Task statement >>
Reproduce the passage of the article on the Lloyds Bank survey of wealth and asset managers from "Additionally, 62% said" up to and including "a year ago.".

The effects of the coronavirus pandemic look set to change the working landscape for the UK wealth and asset managers as they embrace long-term flexible working arrangements, according to a new report from Lloyds Bank.
Data from the latest Lloyds Bank Financial Institutions Sentiment Survey, which gathers views from major banks, asset and wealth management firms, insurers and intermediaries, showed that 89% of wealth and asset managers planned to maintain flexible working patterns for employees while 85% expected to use digital platforms like Microsoft Teams and Zoom to liaise with clients.
Additionally, 62% said that they will use new technology to automate more work, while 89% of senior leaders in the sector said they planned to maintain current staffing levels or create jobs over the next 12 months, up from 73% a year ago.
The survey also highlighted that many wealth and asset managers expect their business to show resilience despite disruption caused by the pandemic, with 96% saying their Brexit preparations are on track and 63% expecting to maintain or grow revenues in the coming year.
However, expectations were not so positive for the wider UK economy, with 59% of survey respondents saying they expected UK economic growth to slow in the year ahead, up from 41% in 2019, while 41% also expected slower growth in the financial services sector, up from 32% last year.
Despite the resilience of most firms, coronavirus was still cited as one of the top risks to the wealth and asset management industry, with 52% of respondents citing the disease. Financial market risk such as interest rates and currency movements, as well as cybercrime, were cited by the same percentage.
A majority of the respondents, 63%, also said the pandemic will have no impact on their environmental sustainability and sustainable finance strategies, compared to just 17% who said they will focus less on sustainability.
“A drop in confidence in the financial services industry’s growth prospects compared to last year reflects how wealth and asset managers are feeling in the midst of unprecedented disruption caused by [coronavirus]. While it’s encouraging to see that maintaining and growing headcount is on the agenda for more wealth and asset managers this year, economic uncertainty makes the year ahead incredibly hard to predict. Like the rest of the financial services sector, wealth and asset managers have spent the past decade de-risking and modifying their business models with the aim of increasing their resilience. The next 12 months will be critical as we see how effective those defences are”, said Darren Flynn, head of wealth and asset managers at Lloyds Bank Commercial Banking.
“Our findings show that [coronavirus] is accelerating the use of technology to help firms adapt to new working patterns. Wealth and asset managers are working hard to find ways to give their employees the flexibility and freedom to choose how they interact and adapt with each other and their clients adapt to these new ways of working. For the many challenges we have all faced throughout the pandemic, one of the most positive steps taken by wealth and asset managers has been the rapid roll out of technology for staff across the sector and the commitment to experiment with new ways of working”, he added.

Data excerpt >>
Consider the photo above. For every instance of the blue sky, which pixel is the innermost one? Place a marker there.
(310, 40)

Reply to the exercise >>
Additionally, 62% said that they will use new technology to automate more work, while 89% of senior leaders in the sector said they planned to maintain current staffing levels or create jobs over the next 12 months, up from 73% a year ago.